ÉNONCÉ: Réécrivez le passage du texte sur le CES 2017 qui va de « 50 ans d’innovations » jusqu'à « note Roland Duffau. », en remplaçant « visiteurs » par « participants ».

TEXTE AFFICHÉ:
□ □ □ □ □

Témoins privilégiés du CES 2017 à Las Vegas, Roland Duffau, Industry Head, Telecom & Media chez Google France, et Philippe Vincens, Industry Head, Banking & Insurance chez Google France, reviennent sur les tendances émergentes du plus grand salon high-tech au monde. Intelligence artificielle, réalité virtuelle et voiture autonome : l’avenir se joue maintenant.
50 ans d’innovations
De 117 exposants en 1967 à New York à 3 800 exposants en 2017 à Las Vegas. De 17 500 à 170 000 visiteurs. De la TV en noir et blanc à l’intelligence artificielle. Cinquante ans que l’innovation bat son plein pour imaginer le quotidien de demain. « Le CES reste sans conteste le premier salon au monde pour prendre le pouls des tendances technologiques de demain et même d’après-demain, tant le rendez-vous est encore un incontournable pour l’ensemble des acteurs de la planète tech », note Roland Duffau.
« S’il était une question à laquelle j’espérais trouver des éléments de réponse, c’est sans doute de savoir si l’intelligence artificielle était toujours un mythe, réservé aux chercheurs et aux joueurs de Go, ou enfin devenue une réalité susceptible de concerner le mass market. »
Carrefour des tendances
Voiture autonome, IoT, réalité virtuelle, intelligence artificielle, machine learning ou encore assistant personnel : si le CES est le salon de l’électronique grand public, la 50ème édition aurait pu être rebaptisée « salon de la rencontre », précise Philippe Vincens. « Parce que, pour la première fois aux yeux de tous, l’intelligence artificielle a rencontré le monde de l’Internet des Objets et ses myriades de déclinaisons. À commencer par l’automobile, mais également le petit et le gros électroménager, les équipements personnels, les accessoires de mode, etc. À ce jeu, c’est bien Amazon qui a frappé un grand coup par son omniprésence et la diversité de ses intégrations. »
Mais aussi « parce que la réalité virtuelle est allée au-delà du traditionnel monde du gaming (sans le quitter, bien entendu) pour s’aventurer dans des domaines d’application très variés : information, sport, santé et bien sûr le retail. Sur ce dernier cas, et en dépit d’un stand encore très modeste (plus pour longtemps ?), Alibaba proposait des expériences particulièrement prometteuses. »

□ □ □ □ □

EXTRAIT DE DONNÉES:
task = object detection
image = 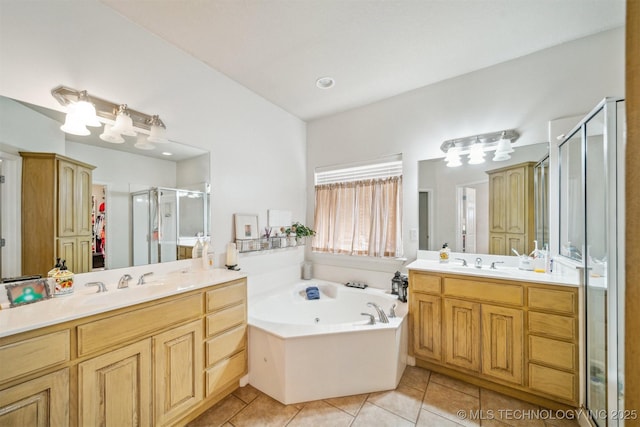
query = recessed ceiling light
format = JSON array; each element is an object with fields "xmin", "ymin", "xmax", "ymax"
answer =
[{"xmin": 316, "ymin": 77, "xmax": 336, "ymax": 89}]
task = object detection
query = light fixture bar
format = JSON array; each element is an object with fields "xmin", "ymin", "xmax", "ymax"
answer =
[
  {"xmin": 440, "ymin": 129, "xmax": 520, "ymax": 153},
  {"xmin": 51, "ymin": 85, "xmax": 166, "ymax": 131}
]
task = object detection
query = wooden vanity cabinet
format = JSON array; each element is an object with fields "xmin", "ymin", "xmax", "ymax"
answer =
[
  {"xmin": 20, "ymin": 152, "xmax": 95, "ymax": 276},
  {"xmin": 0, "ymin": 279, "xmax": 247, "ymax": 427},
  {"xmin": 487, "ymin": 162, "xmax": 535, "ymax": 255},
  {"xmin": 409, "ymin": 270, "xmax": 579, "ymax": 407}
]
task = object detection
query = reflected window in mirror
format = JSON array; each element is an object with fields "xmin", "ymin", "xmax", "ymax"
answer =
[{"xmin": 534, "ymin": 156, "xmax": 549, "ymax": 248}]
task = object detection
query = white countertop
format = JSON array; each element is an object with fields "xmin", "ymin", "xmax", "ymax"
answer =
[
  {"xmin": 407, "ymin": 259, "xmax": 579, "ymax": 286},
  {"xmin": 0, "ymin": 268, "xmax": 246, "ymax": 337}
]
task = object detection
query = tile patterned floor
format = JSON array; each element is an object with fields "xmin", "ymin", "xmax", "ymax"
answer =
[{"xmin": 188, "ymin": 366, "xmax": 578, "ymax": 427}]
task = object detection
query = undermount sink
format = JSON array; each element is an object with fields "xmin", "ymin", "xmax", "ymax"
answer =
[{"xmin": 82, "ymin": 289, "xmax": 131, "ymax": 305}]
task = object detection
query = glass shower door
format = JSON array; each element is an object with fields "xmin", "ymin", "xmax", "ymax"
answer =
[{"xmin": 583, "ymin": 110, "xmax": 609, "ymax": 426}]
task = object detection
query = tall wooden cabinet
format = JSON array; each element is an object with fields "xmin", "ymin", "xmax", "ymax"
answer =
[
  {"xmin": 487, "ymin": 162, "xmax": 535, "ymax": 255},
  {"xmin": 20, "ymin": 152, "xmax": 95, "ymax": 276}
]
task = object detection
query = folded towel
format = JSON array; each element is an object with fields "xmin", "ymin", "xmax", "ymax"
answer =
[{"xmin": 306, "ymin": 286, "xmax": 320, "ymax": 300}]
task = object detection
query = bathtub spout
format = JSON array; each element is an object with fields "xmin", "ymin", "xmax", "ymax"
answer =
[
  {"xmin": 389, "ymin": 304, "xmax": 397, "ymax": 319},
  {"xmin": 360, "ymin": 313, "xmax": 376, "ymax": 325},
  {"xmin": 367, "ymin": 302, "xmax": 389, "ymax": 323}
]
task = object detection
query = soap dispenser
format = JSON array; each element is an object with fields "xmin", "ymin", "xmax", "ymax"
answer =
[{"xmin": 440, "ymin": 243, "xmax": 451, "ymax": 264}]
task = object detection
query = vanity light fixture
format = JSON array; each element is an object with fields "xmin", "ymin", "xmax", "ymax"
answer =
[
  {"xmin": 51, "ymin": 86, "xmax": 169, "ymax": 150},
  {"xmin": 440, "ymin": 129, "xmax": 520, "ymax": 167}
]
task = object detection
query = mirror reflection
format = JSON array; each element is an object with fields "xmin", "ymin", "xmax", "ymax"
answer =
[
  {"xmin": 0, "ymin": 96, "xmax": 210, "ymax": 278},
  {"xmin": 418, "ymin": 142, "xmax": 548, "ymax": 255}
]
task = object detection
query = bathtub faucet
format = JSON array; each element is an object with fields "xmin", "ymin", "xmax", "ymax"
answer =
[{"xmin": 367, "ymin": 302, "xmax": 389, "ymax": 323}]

□ □ □ □ □

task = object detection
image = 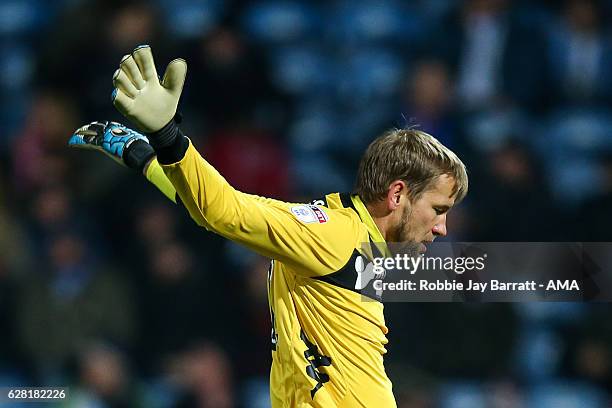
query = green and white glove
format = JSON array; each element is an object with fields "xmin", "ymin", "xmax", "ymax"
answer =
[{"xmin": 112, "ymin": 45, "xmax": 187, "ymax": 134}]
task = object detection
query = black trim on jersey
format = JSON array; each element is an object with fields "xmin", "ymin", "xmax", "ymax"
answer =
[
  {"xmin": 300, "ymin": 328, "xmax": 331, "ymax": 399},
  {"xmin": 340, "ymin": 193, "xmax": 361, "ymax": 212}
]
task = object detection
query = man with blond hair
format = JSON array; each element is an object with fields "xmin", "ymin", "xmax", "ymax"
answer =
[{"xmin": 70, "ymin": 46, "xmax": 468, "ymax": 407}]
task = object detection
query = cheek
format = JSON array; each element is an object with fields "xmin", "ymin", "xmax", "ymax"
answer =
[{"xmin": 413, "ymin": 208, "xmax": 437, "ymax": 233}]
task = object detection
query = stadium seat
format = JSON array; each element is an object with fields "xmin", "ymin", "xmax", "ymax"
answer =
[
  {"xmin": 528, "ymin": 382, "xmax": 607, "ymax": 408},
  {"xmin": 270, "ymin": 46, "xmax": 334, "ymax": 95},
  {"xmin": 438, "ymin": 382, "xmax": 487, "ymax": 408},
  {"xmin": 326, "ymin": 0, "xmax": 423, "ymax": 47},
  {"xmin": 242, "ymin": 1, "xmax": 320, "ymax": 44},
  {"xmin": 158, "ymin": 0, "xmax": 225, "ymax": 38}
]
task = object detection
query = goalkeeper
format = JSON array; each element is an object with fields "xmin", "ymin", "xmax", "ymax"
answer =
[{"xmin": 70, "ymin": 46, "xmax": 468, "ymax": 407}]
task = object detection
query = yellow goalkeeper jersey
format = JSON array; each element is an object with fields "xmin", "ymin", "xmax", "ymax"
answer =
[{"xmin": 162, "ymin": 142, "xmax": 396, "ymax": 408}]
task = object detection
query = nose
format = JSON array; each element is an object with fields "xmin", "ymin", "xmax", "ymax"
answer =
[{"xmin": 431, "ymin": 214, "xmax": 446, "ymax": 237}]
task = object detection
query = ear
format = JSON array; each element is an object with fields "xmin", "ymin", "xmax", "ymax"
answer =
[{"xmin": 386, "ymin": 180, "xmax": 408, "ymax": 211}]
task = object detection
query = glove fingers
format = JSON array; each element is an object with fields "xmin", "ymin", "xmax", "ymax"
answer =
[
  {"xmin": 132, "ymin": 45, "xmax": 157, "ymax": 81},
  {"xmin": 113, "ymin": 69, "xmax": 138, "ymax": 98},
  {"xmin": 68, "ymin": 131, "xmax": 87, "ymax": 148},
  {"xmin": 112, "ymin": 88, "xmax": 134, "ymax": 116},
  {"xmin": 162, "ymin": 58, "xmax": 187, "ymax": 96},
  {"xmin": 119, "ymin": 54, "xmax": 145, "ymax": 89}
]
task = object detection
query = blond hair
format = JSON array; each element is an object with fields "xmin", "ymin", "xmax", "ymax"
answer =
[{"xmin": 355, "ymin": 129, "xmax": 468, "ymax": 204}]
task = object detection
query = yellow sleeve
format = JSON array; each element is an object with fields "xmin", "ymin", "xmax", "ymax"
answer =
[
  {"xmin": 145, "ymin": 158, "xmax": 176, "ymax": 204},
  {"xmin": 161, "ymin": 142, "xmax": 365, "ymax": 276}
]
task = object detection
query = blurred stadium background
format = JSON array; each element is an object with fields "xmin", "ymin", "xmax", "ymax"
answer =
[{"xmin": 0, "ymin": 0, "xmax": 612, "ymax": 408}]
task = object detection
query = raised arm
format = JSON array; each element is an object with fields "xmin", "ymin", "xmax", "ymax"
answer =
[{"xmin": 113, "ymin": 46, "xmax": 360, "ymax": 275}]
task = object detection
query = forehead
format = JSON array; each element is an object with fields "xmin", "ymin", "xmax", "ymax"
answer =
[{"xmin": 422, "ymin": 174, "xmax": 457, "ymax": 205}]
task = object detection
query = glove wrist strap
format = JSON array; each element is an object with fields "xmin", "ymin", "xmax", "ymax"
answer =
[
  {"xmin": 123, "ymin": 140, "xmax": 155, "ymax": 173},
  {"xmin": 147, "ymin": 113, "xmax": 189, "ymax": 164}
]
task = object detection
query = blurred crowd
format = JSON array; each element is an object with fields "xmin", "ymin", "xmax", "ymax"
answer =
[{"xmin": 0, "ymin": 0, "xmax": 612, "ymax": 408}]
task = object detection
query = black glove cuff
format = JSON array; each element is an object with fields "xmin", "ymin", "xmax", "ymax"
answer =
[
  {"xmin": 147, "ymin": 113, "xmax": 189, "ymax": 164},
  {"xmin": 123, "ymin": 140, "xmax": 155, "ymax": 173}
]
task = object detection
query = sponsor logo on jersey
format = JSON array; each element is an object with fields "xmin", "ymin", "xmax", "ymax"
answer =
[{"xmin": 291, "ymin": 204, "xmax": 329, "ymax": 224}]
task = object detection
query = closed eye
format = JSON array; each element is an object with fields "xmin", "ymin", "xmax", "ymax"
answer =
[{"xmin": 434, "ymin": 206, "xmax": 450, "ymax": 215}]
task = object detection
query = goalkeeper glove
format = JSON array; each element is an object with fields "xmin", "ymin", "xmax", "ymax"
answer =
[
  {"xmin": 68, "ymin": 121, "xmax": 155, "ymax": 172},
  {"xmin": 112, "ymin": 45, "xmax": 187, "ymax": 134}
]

□ □ □ □ □

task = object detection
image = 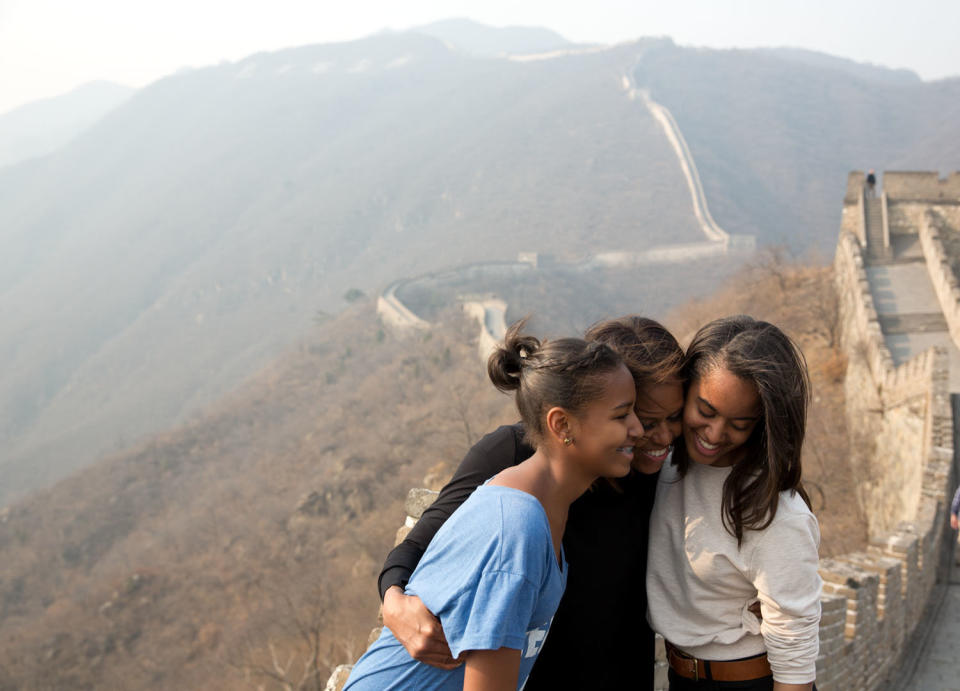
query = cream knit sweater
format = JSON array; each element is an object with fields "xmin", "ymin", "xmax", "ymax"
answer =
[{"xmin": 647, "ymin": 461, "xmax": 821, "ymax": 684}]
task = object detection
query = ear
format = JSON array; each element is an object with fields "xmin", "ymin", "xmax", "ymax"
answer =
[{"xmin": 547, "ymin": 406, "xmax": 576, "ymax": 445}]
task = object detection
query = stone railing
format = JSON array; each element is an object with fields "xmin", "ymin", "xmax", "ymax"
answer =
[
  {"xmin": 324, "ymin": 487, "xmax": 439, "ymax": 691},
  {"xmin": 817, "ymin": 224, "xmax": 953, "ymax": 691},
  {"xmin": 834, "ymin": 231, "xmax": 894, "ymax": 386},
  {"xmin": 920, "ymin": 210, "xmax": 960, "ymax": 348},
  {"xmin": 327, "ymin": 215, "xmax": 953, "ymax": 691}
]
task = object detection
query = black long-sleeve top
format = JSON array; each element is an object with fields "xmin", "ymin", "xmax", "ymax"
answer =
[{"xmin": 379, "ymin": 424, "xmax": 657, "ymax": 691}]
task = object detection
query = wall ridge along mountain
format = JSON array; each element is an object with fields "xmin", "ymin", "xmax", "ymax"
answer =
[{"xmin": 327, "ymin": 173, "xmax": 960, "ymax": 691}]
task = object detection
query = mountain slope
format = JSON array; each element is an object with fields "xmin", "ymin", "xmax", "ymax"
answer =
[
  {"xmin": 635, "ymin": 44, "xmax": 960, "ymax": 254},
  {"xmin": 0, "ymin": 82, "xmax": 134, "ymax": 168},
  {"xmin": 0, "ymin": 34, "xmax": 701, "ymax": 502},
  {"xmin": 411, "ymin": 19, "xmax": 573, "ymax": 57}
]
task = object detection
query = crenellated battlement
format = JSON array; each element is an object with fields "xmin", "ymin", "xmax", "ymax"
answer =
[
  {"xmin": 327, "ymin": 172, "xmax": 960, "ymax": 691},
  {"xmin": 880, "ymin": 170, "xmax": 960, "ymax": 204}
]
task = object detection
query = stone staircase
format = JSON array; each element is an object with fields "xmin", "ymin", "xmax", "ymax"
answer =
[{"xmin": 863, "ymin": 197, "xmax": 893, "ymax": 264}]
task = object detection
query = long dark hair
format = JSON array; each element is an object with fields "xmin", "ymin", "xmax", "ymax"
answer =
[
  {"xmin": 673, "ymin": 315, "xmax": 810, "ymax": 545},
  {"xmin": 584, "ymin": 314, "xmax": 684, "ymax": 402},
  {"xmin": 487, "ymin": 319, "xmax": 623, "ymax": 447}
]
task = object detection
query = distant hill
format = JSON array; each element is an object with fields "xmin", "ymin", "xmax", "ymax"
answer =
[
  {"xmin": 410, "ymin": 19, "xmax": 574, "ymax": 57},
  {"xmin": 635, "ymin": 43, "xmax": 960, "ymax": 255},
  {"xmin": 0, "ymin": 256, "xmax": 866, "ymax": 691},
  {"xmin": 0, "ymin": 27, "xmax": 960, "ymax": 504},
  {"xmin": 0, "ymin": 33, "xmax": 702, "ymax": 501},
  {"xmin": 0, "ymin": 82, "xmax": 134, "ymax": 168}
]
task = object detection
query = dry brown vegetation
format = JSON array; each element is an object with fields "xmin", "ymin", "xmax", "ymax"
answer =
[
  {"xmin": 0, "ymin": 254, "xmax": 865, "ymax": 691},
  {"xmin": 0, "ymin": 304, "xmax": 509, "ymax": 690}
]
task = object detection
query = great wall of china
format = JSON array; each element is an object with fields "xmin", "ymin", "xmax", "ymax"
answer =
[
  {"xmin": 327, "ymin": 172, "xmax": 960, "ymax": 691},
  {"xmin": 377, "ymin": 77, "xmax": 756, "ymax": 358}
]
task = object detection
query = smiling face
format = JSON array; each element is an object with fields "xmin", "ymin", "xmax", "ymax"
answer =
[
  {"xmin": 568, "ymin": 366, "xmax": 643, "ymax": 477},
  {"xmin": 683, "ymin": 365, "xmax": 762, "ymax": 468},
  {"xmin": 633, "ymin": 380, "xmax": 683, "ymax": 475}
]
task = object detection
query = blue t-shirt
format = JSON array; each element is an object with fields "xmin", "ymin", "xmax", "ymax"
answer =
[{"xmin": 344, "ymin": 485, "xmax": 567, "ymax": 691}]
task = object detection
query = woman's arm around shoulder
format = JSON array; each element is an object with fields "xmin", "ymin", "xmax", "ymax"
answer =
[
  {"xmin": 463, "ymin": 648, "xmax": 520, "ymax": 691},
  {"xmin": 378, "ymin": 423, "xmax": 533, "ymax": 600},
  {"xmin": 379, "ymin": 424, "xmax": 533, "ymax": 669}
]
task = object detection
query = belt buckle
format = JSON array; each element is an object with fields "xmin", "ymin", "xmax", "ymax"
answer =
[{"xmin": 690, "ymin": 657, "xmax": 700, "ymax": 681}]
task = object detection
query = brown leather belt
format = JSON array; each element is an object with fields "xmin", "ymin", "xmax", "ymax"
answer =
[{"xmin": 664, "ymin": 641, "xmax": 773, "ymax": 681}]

□ □ □ □ □

RÉSULTAT DE L'EXERCICE:
50 ans d’innovations
De 117 exposants en 1967 à New York à 3 800 exposants en 2017 à Las Vegas. De 17 500 à 170 000 participants. De la TV en noir et blanc à l’intelligence artificielle. Cinquante ans que l’innovation bat son plein pour imaginer le quotidien de demain. « Le CES reste sans conteste le premier salon au monde pour prendre le pouls des tendances technologiques de demain et même d’après-demain, tant le rendez-vous est encore un incontournable pour l’ensemble des acteurs de la planète tech », note Roland Duffau.